- **What you have to do**
Before doing anything else, copy the entries below exactly.

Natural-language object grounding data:
=== Section Start ===

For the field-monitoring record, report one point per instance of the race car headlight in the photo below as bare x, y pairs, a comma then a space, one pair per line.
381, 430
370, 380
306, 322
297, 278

=== Section End ===

- **Response to the exercise**
For the field-monitoring record, report one point per instance of the race car headlight in the photo below as bare x, y pairs, a comma then a space, one pair per line.
381, 430
370, 380
306, 322
297, 278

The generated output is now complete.